5. An affidavit in reply has been filed on behalf of Respondent No.5. Before the amendment of Regulation 33(7) in term of the 1991 Regulations, 350 slums were undertaken for redevelopment of cessed properties. After the amendment of Regulation 33(7) between 25-1-1999 and 31-8-2004, the NOCs given have been set out. A total of 482 NOCs were issued, 6500 tenants were rehabilitated in the redeveloped cessed property. About 6000 tenant in nearly 300 buildings which are on the verge of completion, will be rehabilitated. In Paragraph 9 the complaints in respect of various constructions have been dealt with. Reply has also been filed on behalf of Respondent no.2. It is submitted that there is gross, inordinate and unexplained delay in filing the present petition. Before making the amendments, due procedure set out in the MRTP was complied with and only thereafter D.C. Regulations were amended. Petitioners did not raise any objections at the time of public notice and public hearing. The Petitioners have given no explanation for the delay and on this ground alone the Petition ought to be dismissed. It is pointed out that there is a presumption as to the constitutionality of the D.C.Rs. There cannot be challenge on account of non application of mind and the burden is on the Petitioners to show that there is a clear transgression of Constitutional principles and there is a presumption that the legislature has correctly appreciated the needs of the people and based on its experience has correctly amended the Regulation as per the needs of the people. It is then explained as to why the challenge to D.C. R. 33(7) must fail. Dealing with the contention that FSI and planning policies have been changed from time to time, it is submitted that the planning is not a static but a dynamic process entrusted by the legislature to expert planning authorities. The planning process changes from time to time as per the needs and requirements of the city and the people. The planning authorities from time to time, make changes or amend the Development Control Regulation, as may be required by the city, and that is a matter of policy. In so far as infrastructure is concerned, it is pointed out that no material has been placed, nor particulars are given. The exercise of power under D.C. R.64(b) is then explained.

#### Task requirements:
Write the next part of the court text on the challenge to the Development Control Regulations, starting right after its last sentence. The listing comes from a separate source.

#### Data lines:
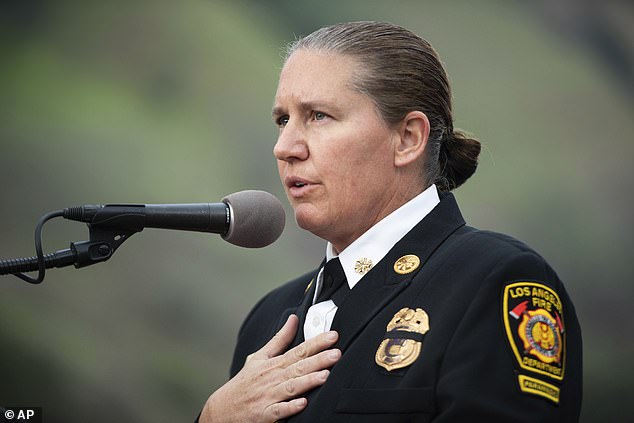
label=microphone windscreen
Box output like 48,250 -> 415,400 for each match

#### Output for this exercise:
6. As noted from the discussion, considering the plea raised and as understood, one of the main challenge is to D.C.R Regulation 33(7). We may point out that challenge to D.C.R 33(7) was made before a learned Bench of this Court, in the case of Joseph Bain D'Souza and Ors. Vs. State of Maharashtra and Ors. [2005 Vol.107(4) Bom.L.R. 565 : 2004(2) ALL MR 283]. That petition was disposed off by issuing various directions. The matter was taken up in appeal before the Supreme Court in Jayant Achut Sathe Vs. Joseph Bain D'Souza and Others [(2006)6 Supreme Court Cases 11]. The Supreme Court has remitted the matter to this Court to examine the various issues set out in paragraph 7 of the judgment including the challenge to Regulation 33(7) as amended in 1999. The appeals have been fixed for hearing before the Supreme Court in December, 2006. In our opinion, therefore, as the issue of challenging D.C. Regulation 33(7) being an issue before the Supreme Court, it would not be appropriate for this Court to deal with the said issue.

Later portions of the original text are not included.